── INPUT ROWS ──

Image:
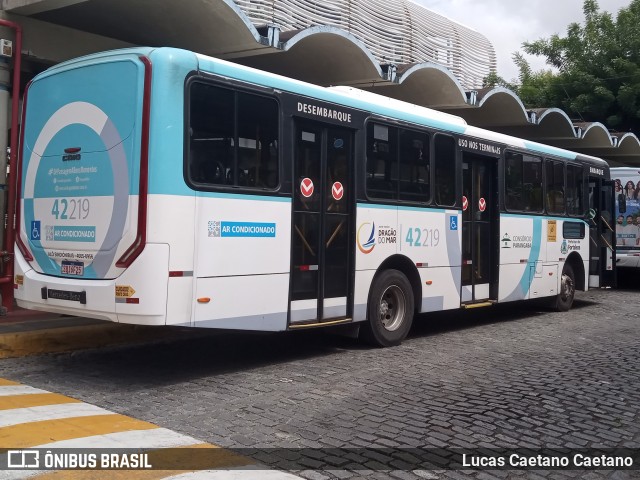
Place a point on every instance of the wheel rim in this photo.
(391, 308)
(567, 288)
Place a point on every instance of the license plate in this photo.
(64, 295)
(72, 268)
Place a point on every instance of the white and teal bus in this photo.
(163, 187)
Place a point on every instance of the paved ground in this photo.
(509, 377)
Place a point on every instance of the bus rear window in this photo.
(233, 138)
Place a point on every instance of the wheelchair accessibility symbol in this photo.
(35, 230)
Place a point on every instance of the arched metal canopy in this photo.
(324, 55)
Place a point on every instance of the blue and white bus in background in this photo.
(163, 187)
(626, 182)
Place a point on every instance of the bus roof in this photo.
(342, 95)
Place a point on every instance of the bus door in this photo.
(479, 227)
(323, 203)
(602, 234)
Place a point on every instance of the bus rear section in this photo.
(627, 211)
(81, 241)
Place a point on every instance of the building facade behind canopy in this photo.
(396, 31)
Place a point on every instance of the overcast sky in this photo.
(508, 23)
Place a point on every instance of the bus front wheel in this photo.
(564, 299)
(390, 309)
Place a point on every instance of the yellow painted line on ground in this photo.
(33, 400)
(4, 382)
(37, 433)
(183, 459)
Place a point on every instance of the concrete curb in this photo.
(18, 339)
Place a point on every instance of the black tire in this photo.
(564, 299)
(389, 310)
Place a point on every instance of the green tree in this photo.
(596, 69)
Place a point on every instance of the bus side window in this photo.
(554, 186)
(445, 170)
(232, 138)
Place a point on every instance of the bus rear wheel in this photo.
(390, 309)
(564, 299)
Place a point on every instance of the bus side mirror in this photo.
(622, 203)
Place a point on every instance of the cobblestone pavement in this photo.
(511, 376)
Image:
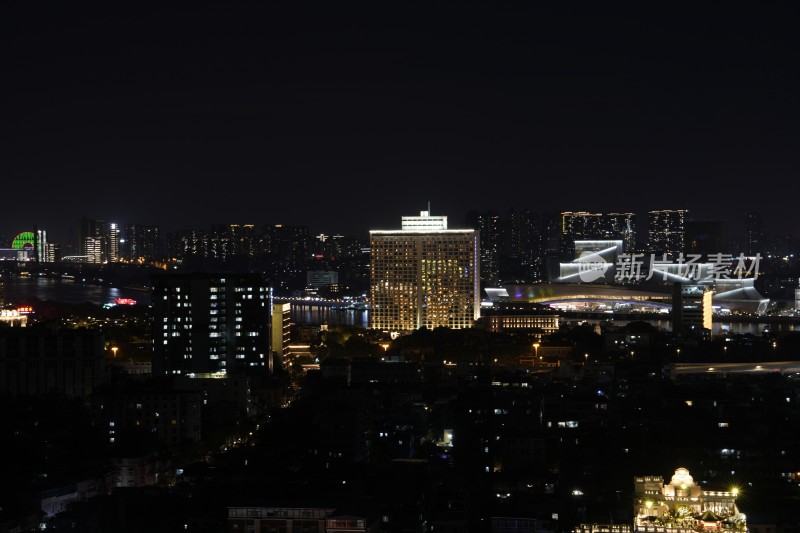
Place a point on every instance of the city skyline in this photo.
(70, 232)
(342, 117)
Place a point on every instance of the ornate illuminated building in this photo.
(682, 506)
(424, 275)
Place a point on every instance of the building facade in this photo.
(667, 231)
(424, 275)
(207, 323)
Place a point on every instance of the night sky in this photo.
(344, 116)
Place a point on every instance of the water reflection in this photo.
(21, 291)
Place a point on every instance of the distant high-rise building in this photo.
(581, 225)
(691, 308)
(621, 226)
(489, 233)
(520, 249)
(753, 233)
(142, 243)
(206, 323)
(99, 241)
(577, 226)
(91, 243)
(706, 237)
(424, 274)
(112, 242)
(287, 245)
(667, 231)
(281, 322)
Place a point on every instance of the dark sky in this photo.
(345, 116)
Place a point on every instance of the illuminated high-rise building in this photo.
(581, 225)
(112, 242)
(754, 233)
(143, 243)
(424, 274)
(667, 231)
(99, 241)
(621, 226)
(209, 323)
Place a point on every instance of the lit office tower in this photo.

───

= TASK GOAL =
Rewrite the records from the line with "Place a point on every instance of the building facade in" up to and including the last line, substituting "tall" for "high-rise" and leaving everything else unchanged.

= FINAL ANSWER =
Place a point on every instance of the building facade in this photo.
(667, 231)
(424, 275)
(207, 323)
Place a point on every instance of the night sky in this photo.
(344, 116)
Place a point on every instance of the water reflection in this photo.
(21, 291)
Place a point on every instance of the distant tall building in this photo.
(581, 225)
(691, 308)
(621, 226)
(489, 233)
(520, 249)
(753, 233)
(142, 243)
(206, 323)
(99, 241)
(577, 226)
(91, 243)
(706, 237)
(424, 274)
(112, 242)
(287, 245)
(667, 231)
(281, 322)
Place a point on every instance of the dark sky in this photo.
(345, 116)
Place a point on every instance of the illuminated tall building in this photo.
(581, 225)
(112, 242)
(754, 233)
(143, 243)
(424, 274)
(667, 231)
(99, 241)
(621, 226)
(209, 323)
Place a point on every instance of the lit office tower in this photo.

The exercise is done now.